## PAGE EXTRACT
###

Parker and Kingori (2016) identified some best practices for global health research collaborations. Their key points are appropriate for ecology, evolution, and conservation, too. Here is a partial, somewhat paraphrased list of characteristics of successful collaborations:
- Interesting science (everyone loves good science!)
- Effective leadership, often involving a leader able to share credit with others
- Commitment to good scientific practice
- Respect for the needs and interests of all partners
- Regular opportunities for discussion and disagreement
- Trust and confidence in each other
- Fairness in recognizing individual contributions
In many cases, situations involving “bad” coauthors result from miscommunication and unclear expectations for what the above characteristics should look like in practice. For instance, teams can usually agree to have respect for one another’s needs and interests. But what happens if a personal or professional issue gets in the way of one co-author meeting an agreed upon deadline? Respecting the needs of that coauthor may require flexibility on behalf of the others; however, delaying a deadline for one coauthor may interfere with the needs and interests of others on the team.
What do you do when you find yourself working with a bad coauthor?
It stinks to work with bad coauthors. No two ways about it. There is no one best solution. A good first step is to try talking honestly, respectfully, and directly with the problem co-author about the issue. If you have set up clear collaborative agreements, revisiting them can make conflicts easier to settle. The goal of your conversation might be to gently inform your coauthor that the collaboration is strained (even the most intelligent scientists often struggle to read each other’s minds!), identify which of your goals may be at odds, and to identify possible solutions together. It’s not easy, but it’s great when it works—better than most of the alternatives.

###

## PROVIDED DATA

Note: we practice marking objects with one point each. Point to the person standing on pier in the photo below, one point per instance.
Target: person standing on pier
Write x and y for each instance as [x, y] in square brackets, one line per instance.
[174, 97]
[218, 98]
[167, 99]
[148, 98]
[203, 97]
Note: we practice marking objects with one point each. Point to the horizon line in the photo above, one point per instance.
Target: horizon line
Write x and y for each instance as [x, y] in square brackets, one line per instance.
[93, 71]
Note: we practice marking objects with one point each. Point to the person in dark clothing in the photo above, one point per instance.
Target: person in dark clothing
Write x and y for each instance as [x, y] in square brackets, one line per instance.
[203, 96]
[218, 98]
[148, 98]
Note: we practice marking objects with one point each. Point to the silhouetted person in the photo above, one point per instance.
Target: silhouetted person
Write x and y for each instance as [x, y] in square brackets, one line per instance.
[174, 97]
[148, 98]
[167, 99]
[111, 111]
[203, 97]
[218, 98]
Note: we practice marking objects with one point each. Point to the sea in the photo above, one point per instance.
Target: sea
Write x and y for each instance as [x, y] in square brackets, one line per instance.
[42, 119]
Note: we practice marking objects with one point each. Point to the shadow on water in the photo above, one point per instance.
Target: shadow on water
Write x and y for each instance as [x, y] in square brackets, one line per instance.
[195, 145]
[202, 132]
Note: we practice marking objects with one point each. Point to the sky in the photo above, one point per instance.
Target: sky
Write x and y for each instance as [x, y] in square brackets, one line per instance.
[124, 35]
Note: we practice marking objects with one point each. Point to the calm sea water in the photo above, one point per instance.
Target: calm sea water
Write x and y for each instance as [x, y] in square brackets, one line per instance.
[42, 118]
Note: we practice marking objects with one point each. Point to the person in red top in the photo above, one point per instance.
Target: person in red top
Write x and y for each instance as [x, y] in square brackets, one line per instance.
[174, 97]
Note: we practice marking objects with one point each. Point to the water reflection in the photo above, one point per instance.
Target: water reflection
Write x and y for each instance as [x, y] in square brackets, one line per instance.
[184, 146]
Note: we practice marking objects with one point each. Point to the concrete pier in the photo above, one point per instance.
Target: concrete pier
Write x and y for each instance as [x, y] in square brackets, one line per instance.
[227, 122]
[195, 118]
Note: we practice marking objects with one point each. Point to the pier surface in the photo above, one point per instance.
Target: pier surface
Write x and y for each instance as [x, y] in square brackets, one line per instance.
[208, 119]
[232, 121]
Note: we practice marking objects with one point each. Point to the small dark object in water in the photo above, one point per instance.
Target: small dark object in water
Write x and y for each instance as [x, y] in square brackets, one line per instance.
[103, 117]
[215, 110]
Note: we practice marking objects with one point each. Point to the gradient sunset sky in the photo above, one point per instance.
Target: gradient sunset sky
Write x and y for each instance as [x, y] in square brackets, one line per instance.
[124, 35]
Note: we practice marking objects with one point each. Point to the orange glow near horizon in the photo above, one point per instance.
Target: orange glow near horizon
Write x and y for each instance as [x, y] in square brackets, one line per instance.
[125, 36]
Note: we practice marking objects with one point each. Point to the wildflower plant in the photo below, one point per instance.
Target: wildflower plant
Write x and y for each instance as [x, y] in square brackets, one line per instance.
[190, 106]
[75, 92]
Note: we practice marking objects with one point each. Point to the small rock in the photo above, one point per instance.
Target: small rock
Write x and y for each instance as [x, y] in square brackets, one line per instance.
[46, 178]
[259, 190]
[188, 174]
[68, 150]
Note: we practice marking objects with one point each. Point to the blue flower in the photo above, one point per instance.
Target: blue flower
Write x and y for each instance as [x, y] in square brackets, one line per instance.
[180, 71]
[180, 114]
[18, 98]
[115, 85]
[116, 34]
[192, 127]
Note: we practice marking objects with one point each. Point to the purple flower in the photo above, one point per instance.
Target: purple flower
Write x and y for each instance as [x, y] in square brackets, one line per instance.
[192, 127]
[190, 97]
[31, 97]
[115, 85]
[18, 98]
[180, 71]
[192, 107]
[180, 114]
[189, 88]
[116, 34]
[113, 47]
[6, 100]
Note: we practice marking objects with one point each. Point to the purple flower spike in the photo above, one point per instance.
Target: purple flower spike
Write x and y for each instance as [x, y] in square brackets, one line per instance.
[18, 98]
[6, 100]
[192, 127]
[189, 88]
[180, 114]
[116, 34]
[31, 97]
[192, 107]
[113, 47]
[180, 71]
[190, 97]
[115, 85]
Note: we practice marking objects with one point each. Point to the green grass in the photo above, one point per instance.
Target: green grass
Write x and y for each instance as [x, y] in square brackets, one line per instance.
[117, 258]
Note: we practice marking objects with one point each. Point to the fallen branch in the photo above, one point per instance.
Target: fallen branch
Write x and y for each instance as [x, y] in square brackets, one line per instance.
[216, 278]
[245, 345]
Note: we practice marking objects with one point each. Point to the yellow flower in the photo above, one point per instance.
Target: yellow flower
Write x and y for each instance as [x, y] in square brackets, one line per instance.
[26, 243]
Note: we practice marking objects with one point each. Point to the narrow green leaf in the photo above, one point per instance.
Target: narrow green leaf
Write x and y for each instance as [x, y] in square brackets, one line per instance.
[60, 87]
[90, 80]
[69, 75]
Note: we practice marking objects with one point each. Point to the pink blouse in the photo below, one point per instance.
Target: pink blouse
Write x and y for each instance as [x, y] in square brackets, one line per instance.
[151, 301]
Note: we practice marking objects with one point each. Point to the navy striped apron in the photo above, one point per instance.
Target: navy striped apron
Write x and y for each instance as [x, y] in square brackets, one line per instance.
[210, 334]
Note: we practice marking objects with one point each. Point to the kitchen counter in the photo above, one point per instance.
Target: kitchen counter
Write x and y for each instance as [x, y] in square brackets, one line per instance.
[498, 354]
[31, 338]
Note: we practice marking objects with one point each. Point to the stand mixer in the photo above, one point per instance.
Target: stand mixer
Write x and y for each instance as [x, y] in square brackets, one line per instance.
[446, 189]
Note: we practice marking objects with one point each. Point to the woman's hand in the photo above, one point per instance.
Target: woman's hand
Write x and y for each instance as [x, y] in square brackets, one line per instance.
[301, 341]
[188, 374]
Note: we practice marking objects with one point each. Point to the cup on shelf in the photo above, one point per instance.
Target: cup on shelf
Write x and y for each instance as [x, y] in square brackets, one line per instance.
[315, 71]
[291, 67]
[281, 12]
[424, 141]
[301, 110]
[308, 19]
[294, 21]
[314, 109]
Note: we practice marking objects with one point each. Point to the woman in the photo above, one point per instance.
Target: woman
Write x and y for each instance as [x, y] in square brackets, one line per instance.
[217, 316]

###

## WORK INSTRUCTIONS
1 – According to the extract on research collaborations, who identified best practices for global health research collaborations?
2 – Rewrite the extract on research collaborations, everything from "It stinks to" down to "of the alternatives.", with "honestly" replaced by "openly".

## ANSWERS GIVEN
1 – Parker and Kingori (2016)

2 –
It stinks to work with bad coauthors. No two ways about it. There is no one best solution. A good first step is to try talking openly, respectfully, and directly with the problem co-author about the issue. If you have set up clear collaborative agreements, revisiting them can make conflicts easier to settle. The goal of your conversation might be to gently inform your coauthor that the collaboration is strained (even the most intelligent scientists often struggle to read each other’s minds!), identify which of your goals may be at odds, and to identify possible solutions together. It’s not easy, but it’s great when it works—better than most of the alternatives.